*Bereitgestellter Auszug:*
+===+

JudikaturJustiz17Os56/14k

17Os56/14k – OGH Entscheidung

Entscheidung
08. Juni 2015

Kopf

Der Oberste Gerichtshof hat am 8. Juni 2015 durch den Präsidenten des Obersten Gerichtshofs Hon. Prof. Dr. Ratz als Vorsitzenden, die Senatspräsidenten des Obersten Gerichtshofs Prof. Dr. Danek und Hon. Prof. Dr. Kirchbacher sowie die Hofräte des Obersten Gerichtshofs Dr. Nordmeyer und Dr. Oberressl in Gegenwart des Richteramtsanwärters Mag. Kampitsch als Schriftführer in der Strafsache gegen Josef W***** wegen des Verbrechens des Missbrauchs der Amtsgewalt nach § 302 Abs 1 StGB über die Nichtigkeitsbeschwerde des Angeklagten gegen das Urteil des Landesgerichts für Strafsachen Wien als Schöffengericht vom 18. August 2014, GZ 115 Hv 22/14v-97, nach Anhörung der Generalprokuratur in nichtöffentlicher Sitzung den

Beschluss

gefasst:

Spruch

Die Nichtigkeitsbeschwerde wird zurückgewiesen.

Dem Angeklagten fallen auch die Kosten des Rechtsmittelverfahrens zur Last.

Text

Gründe:

Mit dem angefochtenen Urteil wurde Josef W***** soweit vorliegend von Bedeutung des Verbrechens des Missbrauchs der Amtsgewalt nach § 302 Abs 1 StGB (A und B) schuldig erkannt.

Danach hat er in Wien und L***** als Polizeibeamter der Polizeiinspektion K***** mit dem Vorsatz, (richtig:) dadurch die von seinen Nachforschungen betroffenen Personen an deren Grundrecht auf Datenschutz zu schädigen, seine Befugnis, im Namen des Bundes als dessen Organ in Vollziehung der Gesetze Amtsgeschäfte vorzunehmen, wissentlich missbraucht, indem er ohne dienstliche Rechtfertigung oder entsprechenden Auftrag

(A) kriminalpolizeiliche Ermittlungen durchführte, und zwar dadurch, dass er

1) ohne örtlich und sachlich zuständig zu sein, mit der (wahrheitswidrigen) Vorgabe, im Auftrag der Staatsanwaltschaft „wegen eines Vaterschaftsnachweises“ zu ermitteln, Nachforschungen in der Privatklinik D***** anstellte, nämlich

a) zwischen 27. und 30. Dezember 2011, Auskunft aus dem Krankenakt einer Patientin begehrte;

b) zwischen 9. und 13. Jänner 2012 die Krankengeschichte dieser Patientin ausheben ließ, wobei ihm mitgeteilt wurde, dass es keine Aufzeichnungen zum Vater gebe;

2) am 22. Februar 2012 mit der (wahrheitswidrigen) Vorgabe, die Staatsanwaltschaft ermittle „intern“ in der „Sache K*****“, die Direktorin der Volksschule L***** erfolglos um die Besorgung von DNA-Material einer Schülerin, etwa auf einem benützten Taschentuch, zwecks DNA-Untersuchung ersuchte;

(B) am 11. Jänner 2012 Datenabfragen im Büro-, Automations- und Kommunikationssystem (BAKS) des Bundesministeriums für Inneres durch Einsichtnahme „in die Protokoll- und Anzeigedatei (PAD) des Amel G*****“ vornahm, wobei er sich dessen Vernehmung als Beschuldigter und den Abschlussbericht ausdruckte und bis zur Sicherstellung am 13. April 2012 zu Hause aufbewahrte.

+===+

*Zu prüfende Daten:*
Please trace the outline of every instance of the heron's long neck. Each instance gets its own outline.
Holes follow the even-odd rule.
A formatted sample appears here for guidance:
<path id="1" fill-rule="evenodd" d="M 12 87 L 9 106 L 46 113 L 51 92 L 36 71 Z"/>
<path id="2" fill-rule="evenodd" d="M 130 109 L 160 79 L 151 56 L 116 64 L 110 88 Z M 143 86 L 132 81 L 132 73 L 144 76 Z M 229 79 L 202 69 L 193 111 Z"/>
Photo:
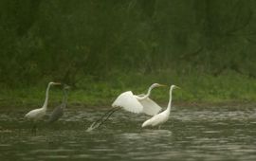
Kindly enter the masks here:
<path id="1" fill-rule="evenodd" d="M 169 112 L 171 112 L 171 108 L 172 108 L 172 93 L 173 93 L 173 88 L 170 89 L 170 98 L 169 98 L 169 102 L 167 106 L 167 110 Z"/>
<path id="2" fill-rule="evenodd" d="M 141 97 L 140 98 L 140 99 L 144 99 L 144 98 L 147 98 L 149 96 L 150 96 L 150 94 L 151 94 L 151 90 L 153 89 L 153 87 L 151 86 L 151 87 L 149 87 L 149 89 L 148 89 L 148 93 L 145 95 L 145 96 L 143 96 L 143 97 Z"/>
<path id="3" fill-rule="evenodd" d="M 45 108 L 45 109 L 47 108 L 47 104 L 48 104 L 49 88 L 50 88 L 50 84 L 48 84 L 47 89 L 46 89 L 46 100 L 45 100 L 44 105 L 43 105 L 43 108 Z"/>
<path id="4" fill-rule="evenodd" d="M 67 99 L 67 94 L 66 91 L 64 90 L 64 98 L 63 98 L 63 103 L 66 103 L 66 99 Z"/>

+===+

*Aufgabe 1:*
Beantworten Sie anhand der OGH-Entscheidung:
(a) An welchem Tag fasste der Oberste Gerichtshof den Beschluss?
(b) Welches Gericht fällte das angefochtene Urteil?
(c) Worum ersuchte der Angeklagte am 22. Februar 2012 die Direktorin der Volksschule?
*Aufgabe 2:*
Führen Sie die OGH-Entscheidung im Anschluss an ihren letzten Satz fort.

*Erwartete Ausgabe 1:*
(a) Am 8. Juni 2015.
(b) Das Landesgericht für Strafsachen Wien als Schöffengericht (am 18. August 2014).
(c) Um die Besorgung von DNA-Material einer Schülerin, etwa auf einem benützten Taschentuch, zwecks DNA-Untersuchung.

*Erwartete Ausgabe 2:*
Rechtliche Beurteilung

Die dagegen aus § 281 Abs 1 Z 4, 5 und 9 lit a StPO ergriffene Nichtigkeitsbeschwerde ist nicht im Recht.

Die Verfahrensrüge (Z 4) bekämpft zum Schuldspruch A die Abweisung von Beweisanträgen (auf Anfrage an die Polizeibehörde des Beschwerdeführers und auf Vernehmung seines Vorgesetzten) zusammengefasst zum Thema, dass der Beschwerdeführer schon mehrfach wegen Ermittlungen außerhalb seines örtlichen Zuständigkeitsbereichs „belobigt“ worden sei und solche Ermittlungen niemals Gegenstand disziplinärer Maßnahmen gewesen seien, womit die „Nichtverwirklichung der subjektiven Tatseite“ bewiesen werden sollte (ON 96 S 31).

Der Einwand bleibt schon deshalb erfolglos, weil das Erstgericht das Beweisthema ohnehin als erwiesen angenommen hat (RIS-Justiz RS0099135), ohne ihm allerdings (schuld- oder subsumtions-)erhebliche Bedeutung beizumessen (US 10 und ON 96 S 32). Das Vorbringen übersieht zudem, dass vorliegend der Befugnismissbrauch nicht bloß aus der Überschreitung örtlicher Zuständigkeitsgrenzen, sondern auch aus dem Fehlen eines dienstlichen Auftrags für die Ermittlungen resultiert (vgl RIS Justiz RS0118319).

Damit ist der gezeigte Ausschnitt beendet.